Segment Start: INPUT MATERIAL
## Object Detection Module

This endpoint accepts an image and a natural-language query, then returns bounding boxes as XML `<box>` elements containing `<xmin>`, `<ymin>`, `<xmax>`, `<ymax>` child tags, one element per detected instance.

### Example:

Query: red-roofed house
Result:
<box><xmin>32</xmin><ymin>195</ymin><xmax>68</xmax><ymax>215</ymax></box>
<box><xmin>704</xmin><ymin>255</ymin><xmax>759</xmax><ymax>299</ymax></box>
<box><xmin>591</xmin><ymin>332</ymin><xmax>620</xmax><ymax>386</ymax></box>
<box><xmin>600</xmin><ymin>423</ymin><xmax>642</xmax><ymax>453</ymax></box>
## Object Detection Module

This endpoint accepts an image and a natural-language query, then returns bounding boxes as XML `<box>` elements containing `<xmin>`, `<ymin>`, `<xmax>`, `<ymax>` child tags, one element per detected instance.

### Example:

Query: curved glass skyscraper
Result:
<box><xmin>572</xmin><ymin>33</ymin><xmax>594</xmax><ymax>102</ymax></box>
Segment End: INPUT MATERIAL
* WHAT IS BEING ASKED: All of the material is to be duplicated exactly.

* RESPONSE FOR THIS EXERCISE:
## Object Detection Module

This endpoint accepts an image and a natural-language query, then returns bounding boxes as XML `<box>` elements containing `<xmin>`, `<ymin>`, `<xmax>`, `<ymax>` child tags, one element per detected instance.

### Example:

Query: red-roofed house
Result:
<box><xmin>32</xmin><ymin>195</ymin><xmax>68</xmax><ymax>215</ymax></box>
<box><xmin>704</xmin><ymin>255</ymin><xmax>759</xmax><ymax>299</ymax></box>
<box><xmin>591</xmin><ymin>332</ymin><xmax>620</xmax><ymax>386</ymax></box>
<box><xmin>600</xmin><ymin>423</ymin><xmax>642</xmax><ymax>453</ymax></box>
## Object Detection Module

This endpoint accepts an image and a natural-language query, then returns bounding boxes as XML `<box>` elements containing `<xmin>`, `<ymin>`, `<xmax>`, `<ymax>` child tags, one element per detected instance.

### Example:

Query: curved glass skyscraper
Result:
<box><xmin>572</xmin><ymin>33</ymin><xmax>594</xmax><ymax>102</ymax></box>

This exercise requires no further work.